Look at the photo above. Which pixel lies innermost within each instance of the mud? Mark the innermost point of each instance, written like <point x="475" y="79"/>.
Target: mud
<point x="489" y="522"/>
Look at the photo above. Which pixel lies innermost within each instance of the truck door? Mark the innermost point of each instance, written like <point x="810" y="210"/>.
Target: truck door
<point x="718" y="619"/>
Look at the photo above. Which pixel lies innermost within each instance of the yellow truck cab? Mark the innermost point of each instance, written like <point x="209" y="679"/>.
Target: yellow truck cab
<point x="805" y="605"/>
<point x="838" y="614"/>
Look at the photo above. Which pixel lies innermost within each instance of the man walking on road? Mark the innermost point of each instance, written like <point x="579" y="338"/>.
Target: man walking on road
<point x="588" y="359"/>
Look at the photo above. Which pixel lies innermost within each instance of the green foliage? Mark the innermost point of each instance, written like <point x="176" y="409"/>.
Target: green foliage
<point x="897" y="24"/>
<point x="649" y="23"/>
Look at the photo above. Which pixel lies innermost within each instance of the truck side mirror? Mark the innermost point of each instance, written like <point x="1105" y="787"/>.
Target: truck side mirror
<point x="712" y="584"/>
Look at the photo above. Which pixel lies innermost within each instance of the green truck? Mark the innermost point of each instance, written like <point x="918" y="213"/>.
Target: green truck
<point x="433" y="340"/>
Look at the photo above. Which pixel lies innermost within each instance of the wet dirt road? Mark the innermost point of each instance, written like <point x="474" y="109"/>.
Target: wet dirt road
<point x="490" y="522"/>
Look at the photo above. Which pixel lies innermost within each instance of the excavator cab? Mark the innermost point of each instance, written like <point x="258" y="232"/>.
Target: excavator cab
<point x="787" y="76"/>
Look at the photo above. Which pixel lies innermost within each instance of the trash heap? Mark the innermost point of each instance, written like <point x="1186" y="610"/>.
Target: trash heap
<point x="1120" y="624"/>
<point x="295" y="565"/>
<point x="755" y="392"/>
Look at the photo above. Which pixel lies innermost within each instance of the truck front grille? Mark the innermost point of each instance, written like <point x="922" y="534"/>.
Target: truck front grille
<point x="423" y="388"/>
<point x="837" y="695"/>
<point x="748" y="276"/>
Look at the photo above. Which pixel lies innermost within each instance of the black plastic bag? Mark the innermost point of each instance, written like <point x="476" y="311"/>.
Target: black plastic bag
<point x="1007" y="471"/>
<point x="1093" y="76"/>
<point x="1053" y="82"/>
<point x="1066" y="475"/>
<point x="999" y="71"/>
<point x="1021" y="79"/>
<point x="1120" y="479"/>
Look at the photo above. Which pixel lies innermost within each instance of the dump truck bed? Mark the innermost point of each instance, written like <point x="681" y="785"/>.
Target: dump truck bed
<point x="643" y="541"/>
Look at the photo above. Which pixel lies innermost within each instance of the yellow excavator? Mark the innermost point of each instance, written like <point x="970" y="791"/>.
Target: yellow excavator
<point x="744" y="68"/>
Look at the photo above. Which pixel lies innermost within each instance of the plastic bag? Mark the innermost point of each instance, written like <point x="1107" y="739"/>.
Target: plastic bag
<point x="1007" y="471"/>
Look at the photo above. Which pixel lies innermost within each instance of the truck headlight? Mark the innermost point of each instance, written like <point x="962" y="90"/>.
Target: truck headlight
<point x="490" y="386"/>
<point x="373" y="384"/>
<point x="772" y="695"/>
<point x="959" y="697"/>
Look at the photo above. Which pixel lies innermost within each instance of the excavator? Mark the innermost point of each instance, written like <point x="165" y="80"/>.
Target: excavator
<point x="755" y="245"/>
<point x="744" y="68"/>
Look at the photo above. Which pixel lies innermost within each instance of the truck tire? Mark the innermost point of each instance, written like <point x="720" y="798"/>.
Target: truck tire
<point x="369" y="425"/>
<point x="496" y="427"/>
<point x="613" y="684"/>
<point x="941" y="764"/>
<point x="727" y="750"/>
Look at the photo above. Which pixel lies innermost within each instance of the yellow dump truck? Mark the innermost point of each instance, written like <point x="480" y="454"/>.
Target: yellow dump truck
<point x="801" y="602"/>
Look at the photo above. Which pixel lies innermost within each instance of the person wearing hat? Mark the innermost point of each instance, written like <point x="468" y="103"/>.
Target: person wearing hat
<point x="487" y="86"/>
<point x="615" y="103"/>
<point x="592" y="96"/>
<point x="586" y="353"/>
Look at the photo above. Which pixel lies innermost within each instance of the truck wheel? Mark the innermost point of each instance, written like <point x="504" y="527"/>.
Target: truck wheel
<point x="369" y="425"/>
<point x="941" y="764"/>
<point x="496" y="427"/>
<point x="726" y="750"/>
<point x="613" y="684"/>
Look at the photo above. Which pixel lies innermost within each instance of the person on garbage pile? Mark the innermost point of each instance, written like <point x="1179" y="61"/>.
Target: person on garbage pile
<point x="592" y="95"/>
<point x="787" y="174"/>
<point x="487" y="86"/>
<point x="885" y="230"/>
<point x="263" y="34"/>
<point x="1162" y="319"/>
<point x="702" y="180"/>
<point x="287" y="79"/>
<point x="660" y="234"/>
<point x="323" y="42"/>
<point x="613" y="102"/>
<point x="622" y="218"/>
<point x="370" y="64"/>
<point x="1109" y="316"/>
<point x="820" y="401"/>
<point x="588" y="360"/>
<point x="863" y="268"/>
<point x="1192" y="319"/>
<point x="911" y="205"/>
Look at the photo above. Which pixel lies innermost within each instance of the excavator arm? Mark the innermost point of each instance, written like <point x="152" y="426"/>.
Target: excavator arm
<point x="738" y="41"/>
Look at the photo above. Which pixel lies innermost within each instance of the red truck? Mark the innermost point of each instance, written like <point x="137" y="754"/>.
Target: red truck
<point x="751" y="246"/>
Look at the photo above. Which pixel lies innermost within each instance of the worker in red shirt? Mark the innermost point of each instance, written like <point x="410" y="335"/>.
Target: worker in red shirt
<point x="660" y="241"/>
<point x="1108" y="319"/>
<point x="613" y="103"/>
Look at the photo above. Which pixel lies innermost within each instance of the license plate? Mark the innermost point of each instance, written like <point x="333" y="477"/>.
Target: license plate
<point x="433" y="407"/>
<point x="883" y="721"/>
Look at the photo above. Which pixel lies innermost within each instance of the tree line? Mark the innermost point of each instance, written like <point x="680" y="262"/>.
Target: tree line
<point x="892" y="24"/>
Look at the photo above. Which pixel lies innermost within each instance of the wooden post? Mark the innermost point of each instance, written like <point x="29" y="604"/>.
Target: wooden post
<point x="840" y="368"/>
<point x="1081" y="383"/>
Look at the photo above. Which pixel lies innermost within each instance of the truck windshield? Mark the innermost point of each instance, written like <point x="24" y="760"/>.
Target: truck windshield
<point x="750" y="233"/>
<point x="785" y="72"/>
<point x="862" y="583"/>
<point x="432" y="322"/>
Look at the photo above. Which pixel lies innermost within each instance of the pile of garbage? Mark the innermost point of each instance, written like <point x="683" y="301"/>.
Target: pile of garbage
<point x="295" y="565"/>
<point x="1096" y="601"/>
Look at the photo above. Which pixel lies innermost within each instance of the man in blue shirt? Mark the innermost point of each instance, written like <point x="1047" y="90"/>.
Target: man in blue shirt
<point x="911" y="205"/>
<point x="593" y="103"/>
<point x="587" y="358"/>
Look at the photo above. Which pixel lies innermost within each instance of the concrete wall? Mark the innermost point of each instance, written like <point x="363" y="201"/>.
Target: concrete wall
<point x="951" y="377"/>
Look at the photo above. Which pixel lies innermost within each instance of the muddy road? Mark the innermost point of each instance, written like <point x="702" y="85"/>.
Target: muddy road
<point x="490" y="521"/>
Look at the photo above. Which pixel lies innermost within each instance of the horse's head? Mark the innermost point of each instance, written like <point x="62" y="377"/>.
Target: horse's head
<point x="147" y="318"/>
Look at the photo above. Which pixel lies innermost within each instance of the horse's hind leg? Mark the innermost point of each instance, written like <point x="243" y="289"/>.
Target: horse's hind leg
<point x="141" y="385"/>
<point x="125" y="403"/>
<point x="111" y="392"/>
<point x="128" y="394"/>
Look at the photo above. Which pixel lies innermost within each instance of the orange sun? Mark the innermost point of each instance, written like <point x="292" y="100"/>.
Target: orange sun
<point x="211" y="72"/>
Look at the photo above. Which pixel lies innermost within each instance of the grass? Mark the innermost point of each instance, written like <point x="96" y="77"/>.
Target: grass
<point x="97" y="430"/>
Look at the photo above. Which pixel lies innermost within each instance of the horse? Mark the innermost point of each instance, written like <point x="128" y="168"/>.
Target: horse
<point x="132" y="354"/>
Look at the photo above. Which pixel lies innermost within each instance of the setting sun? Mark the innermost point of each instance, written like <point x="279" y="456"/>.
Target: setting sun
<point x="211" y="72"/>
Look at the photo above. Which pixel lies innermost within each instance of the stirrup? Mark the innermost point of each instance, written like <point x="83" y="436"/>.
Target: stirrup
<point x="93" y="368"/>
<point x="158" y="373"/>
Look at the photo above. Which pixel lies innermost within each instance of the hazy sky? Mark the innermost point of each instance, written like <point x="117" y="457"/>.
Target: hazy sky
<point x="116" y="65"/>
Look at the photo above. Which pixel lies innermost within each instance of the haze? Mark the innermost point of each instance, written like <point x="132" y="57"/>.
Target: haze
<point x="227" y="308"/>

Your task
Reproduce the records above exactly, starting with the line that contains "of the setting" and ending with the last line.

Response below
Look at the photo above. Which pixel lies innermost within each instance of the setting sun? Mark the innermost point of each instance, written like <point x="279" y="456"/>.
Target: setting sun
<point x="211" y="72"/>
Look at the photo above. Which pixel lies innermost within each instance of the stirrup? Mark the innermost point of each instance, written like <point x="83" y="436"/>.
Target: stirrup
<point x="93" y="368"/>
<point x="158" y="373"/>
Look at the photo above. Which pixel lies innermost within each instance of the hazy sky? Mark the innermost point of each instance, written like <point x="117" y="457"/>.
Target: hazy sky
<point x="116" y="65"/>
Look at the photo above. Which pixel lies innermost within each instance of the haze? Mark the innermost point of each instance, written like <point x="132" y="57"/>.
Target: haze
<point x="227" y="308"/>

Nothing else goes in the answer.